**Objective**
Find every line in the data below that contains the string "shoreline" and copy each one in full. Case matters.

**Record excerpts**
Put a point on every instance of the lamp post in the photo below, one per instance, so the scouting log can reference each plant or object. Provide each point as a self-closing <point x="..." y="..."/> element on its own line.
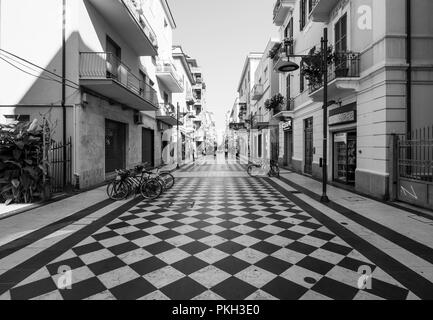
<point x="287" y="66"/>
...
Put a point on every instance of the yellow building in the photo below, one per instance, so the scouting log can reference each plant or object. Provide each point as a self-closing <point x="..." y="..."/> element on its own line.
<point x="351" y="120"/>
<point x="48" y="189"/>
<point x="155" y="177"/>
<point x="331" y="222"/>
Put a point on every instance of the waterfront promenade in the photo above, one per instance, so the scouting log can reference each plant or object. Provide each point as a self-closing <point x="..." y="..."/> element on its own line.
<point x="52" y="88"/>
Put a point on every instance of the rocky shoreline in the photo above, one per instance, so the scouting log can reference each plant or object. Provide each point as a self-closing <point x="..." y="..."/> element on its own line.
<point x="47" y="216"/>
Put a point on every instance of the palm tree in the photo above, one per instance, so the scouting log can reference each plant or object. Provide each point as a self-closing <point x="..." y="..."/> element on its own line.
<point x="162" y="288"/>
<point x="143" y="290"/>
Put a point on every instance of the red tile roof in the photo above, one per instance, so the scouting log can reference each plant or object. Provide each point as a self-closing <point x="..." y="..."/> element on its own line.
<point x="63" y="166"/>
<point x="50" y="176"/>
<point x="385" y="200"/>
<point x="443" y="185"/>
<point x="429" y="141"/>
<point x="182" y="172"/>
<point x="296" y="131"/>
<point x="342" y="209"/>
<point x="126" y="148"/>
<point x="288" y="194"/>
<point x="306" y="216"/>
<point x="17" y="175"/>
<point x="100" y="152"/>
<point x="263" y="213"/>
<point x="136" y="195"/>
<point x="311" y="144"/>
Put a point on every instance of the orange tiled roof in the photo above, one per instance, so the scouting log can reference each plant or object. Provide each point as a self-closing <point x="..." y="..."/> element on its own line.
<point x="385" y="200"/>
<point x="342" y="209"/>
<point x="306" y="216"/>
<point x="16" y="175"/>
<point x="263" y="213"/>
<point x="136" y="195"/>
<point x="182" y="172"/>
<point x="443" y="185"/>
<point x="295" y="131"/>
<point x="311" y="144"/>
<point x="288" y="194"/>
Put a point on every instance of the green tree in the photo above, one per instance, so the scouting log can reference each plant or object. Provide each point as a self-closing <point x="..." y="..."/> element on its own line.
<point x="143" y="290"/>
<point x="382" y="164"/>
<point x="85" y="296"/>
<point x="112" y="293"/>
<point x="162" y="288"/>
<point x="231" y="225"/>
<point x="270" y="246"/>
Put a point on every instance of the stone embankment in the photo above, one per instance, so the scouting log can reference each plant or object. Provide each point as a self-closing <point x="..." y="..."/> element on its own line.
...
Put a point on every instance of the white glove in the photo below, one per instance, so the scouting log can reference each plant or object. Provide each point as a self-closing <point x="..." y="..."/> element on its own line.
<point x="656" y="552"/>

**Response to the exercise**
Put a point on every instance of the rocky shoreline in the photo above, one per instance, so the scouting log can reference each plant or object. Provide each point as a self-closing <point x="..." y="..."/> element on its own line.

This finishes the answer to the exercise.